▸ Passage provided
○ ○ ○ ○ ○

Three Practices to Build Confidence During Change

Over the past two months my social media feed (like yours, I’m sure) has been full of
comparisons between leaders handling and mishandling the pandemic. What I see now
reinforces what I’ve observed for years: those who are doing it right consistently connect with
the emotional, human side of this major work life transition in an authentic, constructive way.
They win trust and contain anxiety by speaking openly about the risks and pain surrounding
change, while simultaneously creating a way forward and a sense of hope for the future – even
without knowing what it will look like. More importantly, they recognize their role is to create
conditions for people to excel by enabling the development of competence in the “new
normal.” I’ve found there are three top leadership practices that create these human-focused
conditions: maintaining a mindset of positive belief, modeling trust-building behaviors, and
reinforcing with aligned actions.

Maintaining a Mindset of Positive Belief
The best change leaders consistently share an attitude of positive belief: in themselves and
their abilities; in their people and their competence; and in the benefits of the change. They
uplift and help people move forward. It’s like the pilot who comes on the intercom during a
turbulent flight to calmly let you know what’s happening, how they’re handling it, and when
they expect things to get better.

A leader’s positive belief buoys confidence in those around them, especially in the midst of
ambiguity, cynicism, and chaos, which are common during the midpoint of change efforts.
Beyond feeling better, we know from research on positive psychology that positive belief can
actually raise people’s game by expanding their capacity to think and become more resourceful
during stressful situations. This has the added benefit of building their resilience and enhancing
their performance.

○ ○ ○ ○ ○

▸ Information provided
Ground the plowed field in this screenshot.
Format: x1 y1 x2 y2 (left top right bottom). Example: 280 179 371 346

○ ○ ○ ○ ○

▸ Exercises to complete
[a] Decide whether each statement agrees with the passage on building confidence during change, answering yes or no and quoting the words from the passage that settle it. (i) The author names three top leadership practices. (ii) Ambiguity, cynicism, and chaos are described as common at the start of change efforts. (iii) The pilot in the comparison speaks to passengers during a turbulent flight.
[b] Continue the passage on building confidence during change from its last sentence.
The listing has nothing to do with the passage on building confidence during change.

▸ Expected results
[a]
(i) Yes: "I’ve found there are three top leadership practices that create these human-focused conditions"
(ii) No: "ambiguity, cynicism, and chaos, which are common during the midpoint of change efforts"
(iii) Yes: "the pilot who comes on the intercom during a turbulent flight"

[b]
Modeling Trust-Building Behaviors
Senior leadership’s ability to build and maintain trust with their people is crucial to successful
transformations. Top trust-boosting behaviors are: transparency in communicating, including
being explicit about shifting priorities, expectations, and learnings; showing genuine care by
adapting to people’s unique needs; and having the courage to be vulnerable. Let’s look at two

Chris was talking to me about the owners of his firm and noted, “On weekly Zoom
meetings they call out how much they appreciate us for carrying the firm forward right
now. After getting a loan they gave us each a small bonus to recognize our efforts. They
let us know their goal is to break even, get through this together, and keep the doors
open. And then, to top it off, they offered us half days every other Friday. I love these
guys – it feels like they really care about us and our clients.”

Describing a recent layoff meeting at her firm, Elise commented, “I thought our CEO
handled the meeting really well. She sat down with us and talked about the need for cutbacks due to the crisis. You could see and feel the emotion in her voice as she talked,
pledging to hire people back as soon as possible. I could tell how much she cared about
people. This was hard for her too.”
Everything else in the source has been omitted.